---------- EXTRACTED DATA ----------

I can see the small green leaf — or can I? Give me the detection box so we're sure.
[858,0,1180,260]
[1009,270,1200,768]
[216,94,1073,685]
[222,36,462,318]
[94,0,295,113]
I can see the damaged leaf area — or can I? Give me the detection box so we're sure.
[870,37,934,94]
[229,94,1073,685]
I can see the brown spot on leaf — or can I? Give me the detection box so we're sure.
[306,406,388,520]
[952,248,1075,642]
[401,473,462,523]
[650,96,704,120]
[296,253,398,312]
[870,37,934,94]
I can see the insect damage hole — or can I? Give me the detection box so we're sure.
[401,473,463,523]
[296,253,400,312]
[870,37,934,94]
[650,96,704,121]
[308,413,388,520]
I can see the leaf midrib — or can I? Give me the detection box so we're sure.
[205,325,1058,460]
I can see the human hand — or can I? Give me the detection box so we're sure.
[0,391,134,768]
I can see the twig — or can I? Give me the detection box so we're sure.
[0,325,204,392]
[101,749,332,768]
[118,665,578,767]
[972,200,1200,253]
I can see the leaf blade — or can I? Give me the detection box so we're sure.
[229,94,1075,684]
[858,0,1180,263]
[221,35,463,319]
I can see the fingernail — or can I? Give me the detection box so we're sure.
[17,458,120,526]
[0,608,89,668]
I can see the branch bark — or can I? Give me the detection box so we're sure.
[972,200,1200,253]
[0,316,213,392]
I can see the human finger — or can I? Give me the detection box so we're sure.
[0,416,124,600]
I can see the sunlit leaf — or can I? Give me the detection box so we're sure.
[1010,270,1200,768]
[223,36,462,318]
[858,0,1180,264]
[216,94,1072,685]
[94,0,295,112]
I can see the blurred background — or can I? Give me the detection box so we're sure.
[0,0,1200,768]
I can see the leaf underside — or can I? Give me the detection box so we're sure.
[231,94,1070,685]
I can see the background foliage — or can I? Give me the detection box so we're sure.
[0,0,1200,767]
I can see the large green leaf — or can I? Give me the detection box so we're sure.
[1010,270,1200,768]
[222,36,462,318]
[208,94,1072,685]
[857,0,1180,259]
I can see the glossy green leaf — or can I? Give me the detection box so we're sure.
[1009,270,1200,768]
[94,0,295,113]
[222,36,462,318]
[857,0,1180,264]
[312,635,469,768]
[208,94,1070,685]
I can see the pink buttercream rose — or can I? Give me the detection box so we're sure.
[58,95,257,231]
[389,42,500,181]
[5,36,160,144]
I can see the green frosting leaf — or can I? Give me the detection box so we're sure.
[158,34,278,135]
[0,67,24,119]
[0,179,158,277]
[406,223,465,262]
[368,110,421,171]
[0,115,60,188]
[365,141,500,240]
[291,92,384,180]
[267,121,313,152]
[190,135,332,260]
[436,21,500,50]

----------
---------- EXTRACTED DATA ----------

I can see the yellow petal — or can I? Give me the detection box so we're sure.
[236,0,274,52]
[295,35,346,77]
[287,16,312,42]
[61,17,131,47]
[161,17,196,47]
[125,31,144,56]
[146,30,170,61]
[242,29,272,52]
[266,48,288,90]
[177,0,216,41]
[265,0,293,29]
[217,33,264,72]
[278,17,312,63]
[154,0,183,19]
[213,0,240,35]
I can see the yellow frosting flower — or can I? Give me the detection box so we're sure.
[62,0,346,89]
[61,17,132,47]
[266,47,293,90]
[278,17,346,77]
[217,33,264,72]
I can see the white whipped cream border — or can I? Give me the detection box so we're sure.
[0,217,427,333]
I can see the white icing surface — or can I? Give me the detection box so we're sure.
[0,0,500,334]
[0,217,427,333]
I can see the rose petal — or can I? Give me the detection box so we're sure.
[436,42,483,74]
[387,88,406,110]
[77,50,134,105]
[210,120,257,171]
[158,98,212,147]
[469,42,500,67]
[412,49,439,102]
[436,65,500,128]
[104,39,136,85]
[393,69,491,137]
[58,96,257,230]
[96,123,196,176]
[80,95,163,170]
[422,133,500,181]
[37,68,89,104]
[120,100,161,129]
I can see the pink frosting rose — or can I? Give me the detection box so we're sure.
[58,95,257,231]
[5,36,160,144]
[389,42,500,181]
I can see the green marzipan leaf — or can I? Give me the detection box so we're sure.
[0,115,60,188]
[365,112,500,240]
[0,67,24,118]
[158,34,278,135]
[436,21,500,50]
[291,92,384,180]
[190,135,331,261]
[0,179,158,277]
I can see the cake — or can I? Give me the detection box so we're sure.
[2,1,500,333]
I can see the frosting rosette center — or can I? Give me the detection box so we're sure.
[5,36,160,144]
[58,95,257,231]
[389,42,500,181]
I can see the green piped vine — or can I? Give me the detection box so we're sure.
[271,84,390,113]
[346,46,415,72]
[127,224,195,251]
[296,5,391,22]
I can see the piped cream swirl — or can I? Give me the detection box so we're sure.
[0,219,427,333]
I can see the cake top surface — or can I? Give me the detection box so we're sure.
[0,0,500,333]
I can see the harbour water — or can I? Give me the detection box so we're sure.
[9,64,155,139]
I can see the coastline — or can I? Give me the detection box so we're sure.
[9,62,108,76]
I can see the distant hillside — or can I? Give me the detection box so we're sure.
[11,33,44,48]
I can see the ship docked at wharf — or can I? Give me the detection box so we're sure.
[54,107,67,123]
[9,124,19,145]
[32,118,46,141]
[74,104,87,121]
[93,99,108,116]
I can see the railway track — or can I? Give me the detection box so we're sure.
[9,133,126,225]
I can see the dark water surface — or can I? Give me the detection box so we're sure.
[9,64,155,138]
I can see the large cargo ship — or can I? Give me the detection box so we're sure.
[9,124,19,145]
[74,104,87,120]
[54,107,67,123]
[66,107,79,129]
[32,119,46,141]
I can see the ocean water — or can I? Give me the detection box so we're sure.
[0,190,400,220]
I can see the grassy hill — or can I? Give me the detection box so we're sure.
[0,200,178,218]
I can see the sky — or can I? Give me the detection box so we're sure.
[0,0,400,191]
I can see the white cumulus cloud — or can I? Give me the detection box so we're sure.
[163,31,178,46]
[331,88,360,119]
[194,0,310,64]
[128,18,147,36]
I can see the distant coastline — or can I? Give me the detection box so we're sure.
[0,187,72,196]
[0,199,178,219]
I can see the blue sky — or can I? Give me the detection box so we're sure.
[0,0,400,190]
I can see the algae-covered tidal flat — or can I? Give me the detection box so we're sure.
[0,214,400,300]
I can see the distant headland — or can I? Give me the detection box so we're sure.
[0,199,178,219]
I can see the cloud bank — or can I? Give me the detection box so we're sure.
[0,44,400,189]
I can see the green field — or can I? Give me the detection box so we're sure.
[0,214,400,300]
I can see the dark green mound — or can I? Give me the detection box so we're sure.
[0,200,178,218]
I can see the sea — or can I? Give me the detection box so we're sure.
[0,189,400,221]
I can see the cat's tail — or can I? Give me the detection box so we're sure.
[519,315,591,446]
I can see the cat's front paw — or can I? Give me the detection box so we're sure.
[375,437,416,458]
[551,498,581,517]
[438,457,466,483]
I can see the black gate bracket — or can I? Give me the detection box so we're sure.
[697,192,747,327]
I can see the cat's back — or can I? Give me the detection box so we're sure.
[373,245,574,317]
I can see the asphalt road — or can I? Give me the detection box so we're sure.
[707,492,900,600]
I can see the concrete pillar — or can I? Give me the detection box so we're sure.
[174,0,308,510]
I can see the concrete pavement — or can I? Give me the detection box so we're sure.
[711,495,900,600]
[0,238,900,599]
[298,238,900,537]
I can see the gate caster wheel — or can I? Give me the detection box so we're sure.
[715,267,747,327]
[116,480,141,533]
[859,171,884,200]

----------
---------- EXTRACTED DATA ----------

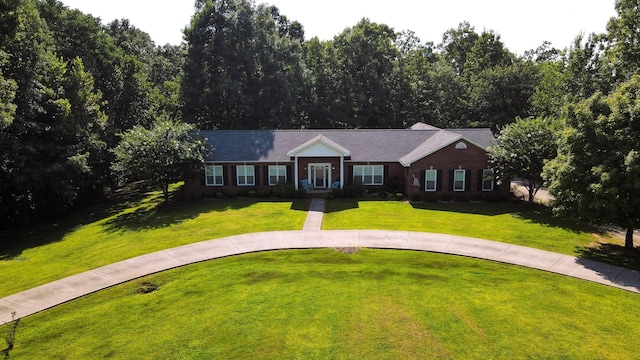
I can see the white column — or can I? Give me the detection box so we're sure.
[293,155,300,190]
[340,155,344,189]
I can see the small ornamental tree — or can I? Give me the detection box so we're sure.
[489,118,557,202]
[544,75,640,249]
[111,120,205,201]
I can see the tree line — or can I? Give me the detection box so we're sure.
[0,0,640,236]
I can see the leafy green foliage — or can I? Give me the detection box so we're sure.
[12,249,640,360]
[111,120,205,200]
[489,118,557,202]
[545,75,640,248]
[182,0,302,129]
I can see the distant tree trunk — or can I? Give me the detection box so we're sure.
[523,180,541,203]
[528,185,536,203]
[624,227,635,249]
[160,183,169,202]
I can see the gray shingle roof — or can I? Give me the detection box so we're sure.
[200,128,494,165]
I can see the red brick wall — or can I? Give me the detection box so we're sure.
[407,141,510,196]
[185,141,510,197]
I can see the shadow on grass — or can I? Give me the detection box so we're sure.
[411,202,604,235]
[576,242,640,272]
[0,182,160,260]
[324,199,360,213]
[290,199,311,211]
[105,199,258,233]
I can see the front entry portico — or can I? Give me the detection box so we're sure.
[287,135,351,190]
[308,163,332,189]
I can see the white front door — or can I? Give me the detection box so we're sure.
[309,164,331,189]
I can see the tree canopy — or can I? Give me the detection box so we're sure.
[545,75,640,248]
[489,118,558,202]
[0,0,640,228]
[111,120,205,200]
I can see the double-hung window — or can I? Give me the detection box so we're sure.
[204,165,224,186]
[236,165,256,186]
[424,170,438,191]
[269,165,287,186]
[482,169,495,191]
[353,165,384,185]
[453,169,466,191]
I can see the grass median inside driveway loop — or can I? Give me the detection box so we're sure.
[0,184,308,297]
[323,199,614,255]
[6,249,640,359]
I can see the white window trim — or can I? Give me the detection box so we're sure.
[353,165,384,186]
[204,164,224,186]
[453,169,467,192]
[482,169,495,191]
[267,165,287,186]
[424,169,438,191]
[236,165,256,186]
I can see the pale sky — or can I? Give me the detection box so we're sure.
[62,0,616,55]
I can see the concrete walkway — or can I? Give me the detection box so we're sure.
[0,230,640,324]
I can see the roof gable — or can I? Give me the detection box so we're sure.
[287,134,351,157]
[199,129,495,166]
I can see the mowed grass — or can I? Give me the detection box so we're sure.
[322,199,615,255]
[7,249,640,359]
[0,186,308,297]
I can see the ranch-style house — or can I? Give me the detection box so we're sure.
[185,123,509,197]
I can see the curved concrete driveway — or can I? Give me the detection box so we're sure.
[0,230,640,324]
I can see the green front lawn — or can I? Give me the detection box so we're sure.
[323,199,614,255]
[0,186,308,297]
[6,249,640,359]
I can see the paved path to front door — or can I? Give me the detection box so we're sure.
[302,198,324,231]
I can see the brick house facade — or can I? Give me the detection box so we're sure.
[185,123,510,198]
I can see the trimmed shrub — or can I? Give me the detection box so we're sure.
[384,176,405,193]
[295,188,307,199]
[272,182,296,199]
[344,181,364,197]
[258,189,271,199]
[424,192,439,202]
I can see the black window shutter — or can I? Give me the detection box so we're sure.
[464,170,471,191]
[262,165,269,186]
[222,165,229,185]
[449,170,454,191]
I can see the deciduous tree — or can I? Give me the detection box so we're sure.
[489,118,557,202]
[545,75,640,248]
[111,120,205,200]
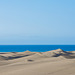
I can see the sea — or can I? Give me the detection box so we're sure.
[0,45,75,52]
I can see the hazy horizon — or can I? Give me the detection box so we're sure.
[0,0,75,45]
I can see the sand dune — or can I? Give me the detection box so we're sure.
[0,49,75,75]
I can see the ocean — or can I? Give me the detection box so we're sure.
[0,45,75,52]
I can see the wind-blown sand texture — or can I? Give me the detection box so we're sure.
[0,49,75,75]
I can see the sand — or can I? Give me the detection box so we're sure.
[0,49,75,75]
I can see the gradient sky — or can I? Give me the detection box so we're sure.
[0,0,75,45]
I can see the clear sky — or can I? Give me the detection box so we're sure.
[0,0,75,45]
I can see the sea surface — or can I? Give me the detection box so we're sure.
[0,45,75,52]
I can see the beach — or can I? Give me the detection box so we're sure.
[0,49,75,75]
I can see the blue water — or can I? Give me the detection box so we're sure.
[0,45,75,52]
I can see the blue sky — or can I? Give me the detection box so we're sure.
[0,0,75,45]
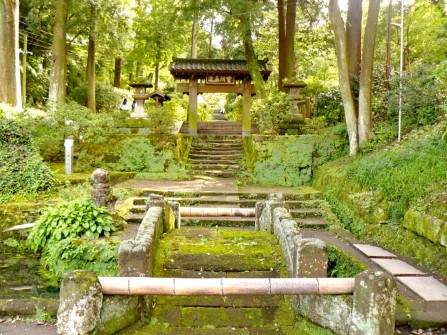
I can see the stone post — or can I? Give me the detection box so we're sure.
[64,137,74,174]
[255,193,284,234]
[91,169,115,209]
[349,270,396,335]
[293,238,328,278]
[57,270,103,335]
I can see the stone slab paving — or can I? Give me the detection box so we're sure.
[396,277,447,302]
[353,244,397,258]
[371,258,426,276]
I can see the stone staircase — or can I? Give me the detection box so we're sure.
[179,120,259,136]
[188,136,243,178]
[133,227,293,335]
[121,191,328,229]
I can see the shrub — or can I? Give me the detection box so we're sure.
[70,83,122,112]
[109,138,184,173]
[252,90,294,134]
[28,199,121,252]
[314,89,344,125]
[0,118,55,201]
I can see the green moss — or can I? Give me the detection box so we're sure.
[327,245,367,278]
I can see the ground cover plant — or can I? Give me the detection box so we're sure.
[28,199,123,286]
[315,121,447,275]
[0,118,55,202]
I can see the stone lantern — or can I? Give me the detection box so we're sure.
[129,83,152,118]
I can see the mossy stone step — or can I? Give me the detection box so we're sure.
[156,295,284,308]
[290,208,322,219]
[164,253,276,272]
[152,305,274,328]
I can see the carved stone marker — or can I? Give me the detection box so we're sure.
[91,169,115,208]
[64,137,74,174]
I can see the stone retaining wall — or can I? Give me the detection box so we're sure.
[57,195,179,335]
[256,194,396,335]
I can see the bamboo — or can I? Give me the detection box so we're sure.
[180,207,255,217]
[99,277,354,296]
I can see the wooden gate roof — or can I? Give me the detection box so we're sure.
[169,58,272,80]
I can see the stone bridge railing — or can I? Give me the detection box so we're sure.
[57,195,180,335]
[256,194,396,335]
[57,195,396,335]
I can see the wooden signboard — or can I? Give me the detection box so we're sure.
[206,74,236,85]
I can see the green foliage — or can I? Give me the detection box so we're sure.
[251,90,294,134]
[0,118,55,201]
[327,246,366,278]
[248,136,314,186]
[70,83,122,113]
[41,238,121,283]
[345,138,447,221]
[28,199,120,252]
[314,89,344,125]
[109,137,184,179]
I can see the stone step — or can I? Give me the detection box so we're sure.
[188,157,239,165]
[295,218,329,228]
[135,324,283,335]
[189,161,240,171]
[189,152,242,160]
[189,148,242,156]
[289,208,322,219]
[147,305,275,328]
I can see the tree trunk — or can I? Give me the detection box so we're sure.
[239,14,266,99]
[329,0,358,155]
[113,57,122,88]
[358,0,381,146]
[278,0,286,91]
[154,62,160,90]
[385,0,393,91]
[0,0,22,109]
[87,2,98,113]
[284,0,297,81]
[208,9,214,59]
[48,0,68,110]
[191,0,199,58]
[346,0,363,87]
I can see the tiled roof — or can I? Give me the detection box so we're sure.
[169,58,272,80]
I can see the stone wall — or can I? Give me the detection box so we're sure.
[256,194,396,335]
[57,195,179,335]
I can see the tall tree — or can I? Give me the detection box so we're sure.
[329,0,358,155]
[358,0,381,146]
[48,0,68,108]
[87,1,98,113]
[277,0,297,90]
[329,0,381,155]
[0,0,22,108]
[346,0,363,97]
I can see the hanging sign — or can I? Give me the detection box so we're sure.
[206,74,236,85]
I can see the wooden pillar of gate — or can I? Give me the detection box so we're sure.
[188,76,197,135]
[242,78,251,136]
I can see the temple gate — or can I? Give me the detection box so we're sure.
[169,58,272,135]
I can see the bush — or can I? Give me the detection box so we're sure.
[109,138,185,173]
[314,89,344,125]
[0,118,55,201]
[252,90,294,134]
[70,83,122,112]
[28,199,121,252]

----------

THE EXERCISE
Which lines in the entries above contain the word "house"? Pick out each of those lines and copy it in full.

RESULT BELOW
I can see the ranch-style house — or can I? Give me the detection box so we're sure.
I can see the brick house facade — or can I? Give me the detection box so we're sure.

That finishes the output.